■ Task instructions:
What the task requires is each entry, restated exactly.

Point localization data
━━━━

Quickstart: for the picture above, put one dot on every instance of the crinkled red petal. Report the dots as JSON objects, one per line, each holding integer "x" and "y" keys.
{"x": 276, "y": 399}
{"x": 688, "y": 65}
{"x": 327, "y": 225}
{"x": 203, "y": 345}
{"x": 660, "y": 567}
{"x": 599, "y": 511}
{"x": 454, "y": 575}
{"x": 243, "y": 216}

━━━━

■ Output for this task:
Quickstart: for the picture above, put one dot on every instance of the crinkled red petal. Report the dots as JSON objects, one per line, each holding integer "x" and "y" keys.
{"x": 276, "y": 399}
{"x": 688, "y": 65}
{"x": 327, "y": 225}
{"x": 203, "y": 345}
{"x": 660, "y": 567}
{"x": 599, "y": 511}
{"x": 454, "y": 575}
{"x": 243, "y": 216}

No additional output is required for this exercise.